» **EXERCISE PASSAGE**:
In a study completed by Dr. Gontzea at the Institute of Medicine in Bucharest, he demonstrated that exercise causes increased demands on the body’s need for protein. During this study (and most studies on protein synthesis) he evaluated the nitrogen balances in urine and feces. A positive nitrogen balance means that the body is obtaining sufficient quantity and quality from the diet. A negative nitrogen balance means that the body is not receiving enough quality or quantity of protein from the diet. A negative nitrogen balance means that the body is not receiving enough quality and quantity of protein so the body literally “eats” muscle and other protein structures in the body for its daily needs.

Dangers of Taking in Too Much Protein

Many people are afraid of eating too much protein – and justifiably so; excessive protein intake is harsh on your body with painful side effects (i.e. kidney stones). However, if your body needs 100 grams of protein per day, then 100 grams is not too much but rather your personalized protein needs!

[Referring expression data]
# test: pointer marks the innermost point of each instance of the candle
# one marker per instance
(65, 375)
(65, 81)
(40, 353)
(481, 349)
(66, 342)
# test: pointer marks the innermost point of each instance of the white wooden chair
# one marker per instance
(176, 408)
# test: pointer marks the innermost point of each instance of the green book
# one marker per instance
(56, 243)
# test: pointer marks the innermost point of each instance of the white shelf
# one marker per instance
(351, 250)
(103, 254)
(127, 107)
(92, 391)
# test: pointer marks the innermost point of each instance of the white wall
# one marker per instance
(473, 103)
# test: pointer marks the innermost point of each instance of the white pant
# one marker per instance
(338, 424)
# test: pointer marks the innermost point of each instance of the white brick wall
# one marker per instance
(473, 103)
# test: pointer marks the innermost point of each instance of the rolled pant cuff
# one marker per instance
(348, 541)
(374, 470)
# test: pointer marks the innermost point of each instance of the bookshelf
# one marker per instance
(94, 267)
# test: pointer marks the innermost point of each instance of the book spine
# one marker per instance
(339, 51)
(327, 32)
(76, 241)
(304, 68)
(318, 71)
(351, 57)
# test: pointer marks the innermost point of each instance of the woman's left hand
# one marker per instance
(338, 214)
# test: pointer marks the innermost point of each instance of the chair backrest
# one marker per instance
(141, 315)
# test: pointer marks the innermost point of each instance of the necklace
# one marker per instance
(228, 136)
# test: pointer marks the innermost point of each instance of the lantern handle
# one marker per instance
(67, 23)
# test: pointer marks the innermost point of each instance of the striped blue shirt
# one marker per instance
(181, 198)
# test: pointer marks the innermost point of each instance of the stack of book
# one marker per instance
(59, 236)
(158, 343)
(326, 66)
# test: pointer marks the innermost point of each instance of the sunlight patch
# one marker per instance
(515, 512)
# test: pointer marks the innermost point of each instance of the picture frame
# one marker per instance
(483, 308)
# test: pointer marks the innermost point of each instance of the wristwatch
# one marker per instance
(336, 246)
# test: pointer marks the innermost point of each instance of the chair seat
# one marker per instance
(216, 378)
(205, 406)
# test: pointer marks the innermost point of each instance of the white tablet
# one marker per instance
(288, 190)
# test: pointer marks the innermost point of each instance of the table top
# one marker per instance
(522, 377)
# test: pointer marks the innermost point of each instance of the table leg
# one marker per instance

» **WORK REQUEST A**: In the protein text, what did the study evaluate in urine and feces?
» **WORK REQUEST B**: Edit the protein text starting at "Many people are" and ending at "personalized protein needs!", and replace "harsh" with "hard".

» **WRITTEN RESPONSE A**: Nitrogen balances.

» **WRITTEN RESPONSE B**:
Many people are afraid of eating too much protein – and justifiably so; excessive protein intake is hard on your body with painful side effects (i.e. kidney stones). However, if your body needs 100 grams of protein per day, then 100 grams is not too much but rather your personalized protein needs!